◆ Prompt
From first line to last, give the records again word for word and omit the pictures.

◆ Stored data entries
:::::
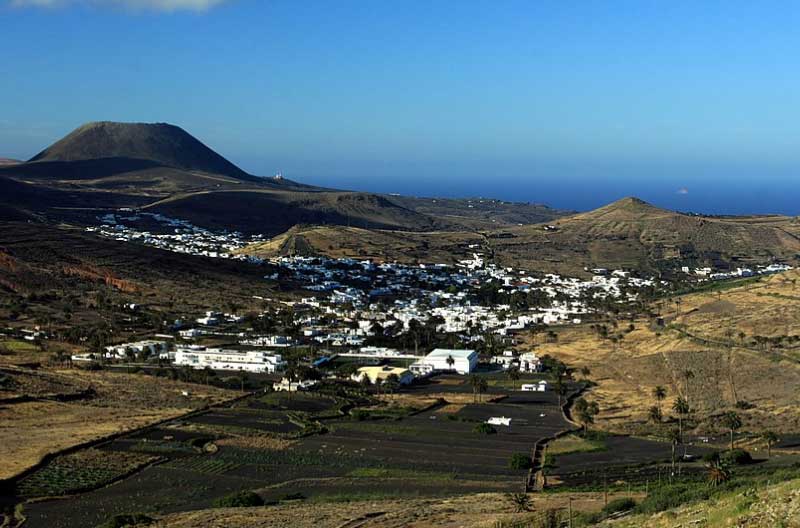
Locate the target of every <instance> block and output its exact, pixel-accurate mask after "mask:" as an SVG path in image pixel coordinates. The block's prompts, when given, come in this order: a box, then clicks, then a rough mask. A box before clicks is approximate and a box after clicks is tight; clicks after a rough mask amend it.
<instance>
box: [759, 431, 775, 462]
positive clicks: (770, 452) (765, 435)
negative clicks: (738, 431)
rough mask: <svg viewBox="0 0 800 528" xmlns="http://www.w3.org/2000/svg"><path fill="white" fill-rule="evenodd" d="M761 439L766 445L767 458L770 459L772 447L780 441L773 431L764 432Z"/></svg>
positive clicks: (762, 434)
mask: <svg viewBox="0 0 800 528" xmlns="http://www.w3.org/2000/svg"><path fill="white" fill-rule="evenodd" d="M761 438H763V439H764V441H765V442H766V443H767V458H770V457H772V446H773V445H774V444H775V443H777V442H778V440H780V439H779V438H778V435H777V434H775V432H774V431H766V432H764V434H762V435H761Z"/></svg>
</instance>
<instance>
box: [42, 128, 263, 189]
mask: <svg viewBox="0 0 800 528" xmlns="http://www.w3.org/2000/svg"><path fill="white" fill-rule="evenodd" d="M101 158H124V159H133V160H148V161H150V162H153V163H155V164H159V165H164V166H167V167H174V168H178V169H184V170H197V171H203V172H210V173H214V174H224V175H227V176H233V177H235V178H239V179H245V180H252V179H254V178H253V177H252V176H250V175H249V174H247V173H246V172H244V171H243V170H241V169H240V168H239V167H237V166H236V165H234V164H233V163H231V162H230V161H228V160H226V159H225V158H223V157H222V156H220V155H219V154H217V153H216V152H214V151H213V150H211V149H210V148H208V147H207V146H205V145H204V144H203V143H201V142H200V141H198V140H197V139H195V138H194V137H193V136H191V135H190V134H188V133H187V132H186V131H185V130H183V129H182V128H180V127H177V126H175V125H169V124H166V123H152V124H151V123H114V122H109V121H102V122H97V123H87V124H85V125H83V126H81V127H79V128H77V129H76V130H74V131H73V132H71V133H70V134H68V135H67V136H65V137H64V138H63V139H61V140H59V141H57V142H56V143H54V144H52V145H51V146H49V147H47V148H46V149H44V150H43V151H42V152H40V153H39V154H37V155H36V156H34V157H33V158H31V159H30V161H81V160H92V159H101Z"/></svg>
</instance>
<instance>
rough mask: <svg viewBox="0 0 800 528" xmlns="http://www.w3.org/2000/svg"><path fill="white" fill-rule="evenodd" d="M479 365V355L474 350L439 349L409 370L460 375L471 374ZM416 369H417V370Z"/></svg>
mask: <svg viewBox="0 0 800 528" xmlns="http://www.w3.org/2000/svg"><path fill="white" fill-rule="evenodd" d="M477 365H478V353H477V352H476V351H474V350H456V349H449V348H437V349H435V350H433V351H431V353H430V354H428V355H427V356H425V357H424V358H422V359H421V360H419V361H418V362H416V363H414V364H413V365H411V366H410V367H409V369H410V370H411V371H412V372H414V373H417V372H418V371H424V370H430V371H442V372H446V371H454V372H458V373H459V374H469V373H470V372H472V371H473V370H475V367H476V366H477ZM415 367H416V368H415Z"/></svg>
:::::
◆ Response box
Locate the target of every <instance> block and output its exact, pixel-accurate mask after "mask:" as an SVG path in image pixel coordinates. The block's prompts, when given, come in this order: a box, then clicks, then a rough mask. A box before clicks is approximate and a box after clicks is tight; clicks after a rough mask amend it.
<instance>
box: [759, 431, 775, 462]
positive clicks: (770, 452) (765, 435)
negative clicks: (738, 431)
rough mask: <svg viewBox="0 0 800 528" xmlns="http://www.w3.org/2000/svg"><path fill="white" fill-rule="evenodd" d="M761 439L766 445L767 458L770 459L772 447L780 441L773 431L764 432Z"/></svg>
positive clicks: (762, 434)
mask: <svg viewBox="0 0 800 528" xmlns="http://www.w3.org/2000/svg"><path fill="white" fill-rule="evenodd" d="M761 438H763V439H764V441H765V442H766V443H767V458H770V457H772V446H773V445H774V444H775V443H777V442H778V440H780V439H779V438H778V435H777V434H775V432H774V431H766V432H764V434H762V435H761Z"/></svg>
</instance>
<instance>
box: [42, 128, 263, 189]
mask: <svg viewBox="0 0 800 528" xmlns="http://www.w3.org/2000/svg"><path fill="white" fill-rule="evenodd" d="M101 158H124V159H133V160H148V161H150V162H153V163H155V164H159V165H164V166H167V167H174V168H178V169H184V170H197V171H203V172H210V173H214V174H224V175H227V176H233V177H235V178H239V179H245V180H252V179H254V178H253V177H252V176H250V175H249V174H247V173H246V172H244V171H243V170H241V169H240V168H239V167H237V166H236V165H234V164H233V163H231V162H230V161H228V160H226V159H225V158H223V157H222V156H220V155H219V154H217V153H216V152H214V151H213V150H211V149H210V148H208V147H207V146H205V145H204V144H203V143H201V142H200V141H198V140H197V139H195V138H194V137H193V136H191V135H190V134H188V133H187V132H186V131H185V130H183V129H182V128H180V127H177V126H175V125H169V124H166V123H152V124H151V123H114V122H109V121H102V122H97V123H87V124H85V125H83V126H81V127H79V128H77V129H76V130H74V131H73V132H71V133H70V134H68V135H67V136H65V137H64V138H63V139H61V140H59V141H57V142H56V143H54V144H52V145H51V146H49V147H47V148H46V149H44V150H43V151H42V152H40V153H39V154H37V155H36V156H34V157H33V158H31V159H30V161H81V160H92V159H101Z"/></svg>
</instance>
<instance>
rough mask: <svg viewBox="0 0 800 528" xmlns="http://www.w3.org/2000/svg"><path fill="white" fill-rule="evenodd" d="M479 365V355L474 350L439 349L409 370L460 375L471 374ZM416 369H417V370Z"/></svg>
mask: <svg viewBox="0 0 800 528" xmlns="http://www.w3.org/2000/svg"><path fill="white" fill-rule="evenodd" d="M477 365H478V353H477V352H476V351H474V350H456V349H449V348H437V349H435V350H433V351H431V353H430V354H428V355H427V356H425V357H424V358H422V359H421V360H419V361H418V362H416V363H414V364H413V365H411V366H410V367H409V369H410V370H411V371H412V372H414V373H417V372H418V371H424V370H430V371H442V372H446V371H454V372H458V373H459V374H469V373H470V372H472V371H473V370H475V367H476V366H477ZM415 367H416V368H415Z"/></svg>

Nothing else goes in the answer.